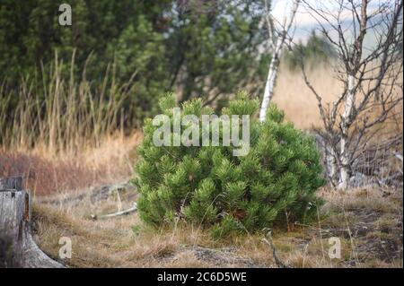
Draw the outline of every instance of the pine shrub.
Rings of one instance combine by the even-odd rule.
[[[172,95],[160,101],[171,126],[175,107]],[[146,119],[138,150],[143,160],[136,164],[135,178],[142,220],[155,226],[185,220],[222,237],[233,230],[262,230],[286,219],[294,221],[315,209],[314,193],[324,179],[313,139],[285,122],[284,112],[274,104],[267,120],[259,122],[258,108],[257,100],[242,92],[222,109],[222,114],[251,116],[250,152],[239,157],[233,155],[233,146],[157,147],[153,134],[158,126]],[[200,100],[182,104],[181,117],[212,113]],[[220,138],[223,132],[220,128]]]

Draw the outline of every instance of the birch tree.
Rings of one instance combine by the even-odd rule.
[[[267,81],[265,83],[264,96],[259,109],[259,121],[264,121],[267,115],[267,109],[274,93],[275,81],[277,76],[279,61],[282,56],[284,47],[291,41],[289,30],[296,14],[300,0],[294,0],[289,14],[285,14],[282,22],[278,22],[272,14],[272,8],[265,0],[265,22],[267,24],[269,39],[269,49],[271,50],[272,58],[269,65]]]
[[[314,94],[322,118],[321,134],[329,148],[331,183],[347,188],[352,166],[402,104],[402,0],[303,0],[321,33],[334,46],[334,66],[343,91],[331,105],[312,85],[301,66],[307,86]],[[373,45],[365,45],[365,37]]]

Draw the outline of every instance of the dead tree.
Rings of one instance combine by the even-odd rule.
[[[274,93],[275,81],[277,76],[282,51],[284,47],[291,41],[289,31],[292,28],[299,3],[300,0],[294,0],[290,9],[290,14],[288,16],[285,15],[282,22],[277,22],[272,15],[271,7],[268,4],[268,0],[265,0],[264,19],[268,31],[268,43],[272,58],[268,71],[267,81],[265,82],[264,96],[259,109],[259,121],[265,121],[267,109],[269,106],[272,94]]]
[[[9,238],[16,264],[27,268],[60,268],[37,246],[31,233],[31,200],[22,178],[0,178],[0,234]]]
[[[305,12],[317,22],[322,35],[337,53],[334,66],[343,91],[331,104],[306,75],[306,85],[314,94],[323,124],[321,136],[329,152],[329,178],[334,186],[347,188],[352,166],[369,143],[380,134],[381,124],[402,104],[402,0],[307,1]],[[374,45],[365,45],[366,37]]]

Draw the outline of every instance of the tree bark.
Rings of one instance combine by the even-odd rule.
[[[272,94],[274,93],[275,81],[277,80],[277,69],[279,67],[279,58],[282,53],[283,40],[279,38],[277,43],[276,51],[271,59],[271,64],[269,65],[269,70],[268,72],[267,82],[265,83],[264,97],[262,99],[262,105],[259,110],[259,121],[265,121],[267,116],[267,109],[269,106],[269,102],[272,99]]]
[[[341,118],[341,146],[340,146],[340,168],[339,168],[339,185],[338,188],[346,189],[349,186],[349,126],[355,106],[355,76],[347,76],[347,92],[345,104],[345,110]]]
[[[18,265],[24,268],[61,268],[37,246],[31,233],[31,200],[22,190],[22,178],[0,178],[0,233],[10,238]]]

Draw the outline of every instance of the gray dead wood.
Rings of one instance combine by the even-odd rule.
[[[22,178],[0,178],[0,232],[10,238],[18,265],[25,268],[61,268],[37,246],[31,232],[31,199],[22,190]]]

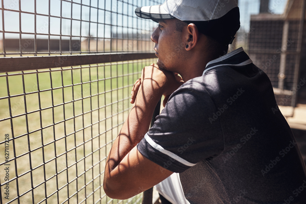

**Task goal:** Could you reproduce the stretch from the line containing "Draw the outline of every instance of the tree" through the end of the entries, keeping the requests as they are but multiplying every polygon vertex coordinate in the answers by 1.55 and rounding each to a whole number, with halves rounded up? Leave the pictures out of your reply.

**Full answer:**
Draw the outline of every instance of the tree bark.
Rings of one instance combine by the even-odd rule.
[[[422,146],[425,144],[426,126],[429,124],[429,107],[432,104],[432,90],[437,82],[439,62],[432,59],[429,67],[428,79],[420,91],[420,99],[417,101],[417,109],[415,112],[414,127],[411,129],[409,150],[406,153],[406,163],[401,171],[401,188],[411,188],[414,180],[414,169],[417,164],[417,158],[422,153]]]
[[[529,183],[529,226],[527,226],[527,260],[525,260],[525,287],[524,291],[536,293],[541,288],[541,195],[550,164],[550,118],[538,118],[538,143],[535,161],[535,171]]]
[[[28,411],[37,415],[95,415],[57,381],[48,361],[48,310],[34,295],[34,276],[0,276],[0,361],[16,369]]]

Draw the outline of every instance of the gray dead wood.
Rings of one instance combine by the even-odd rule.
[[[34,276],[0,276],[0,360],[16,369],[28,411],[39,415],[95,415],[57,381],[48,360],[48,308],[34,295]]]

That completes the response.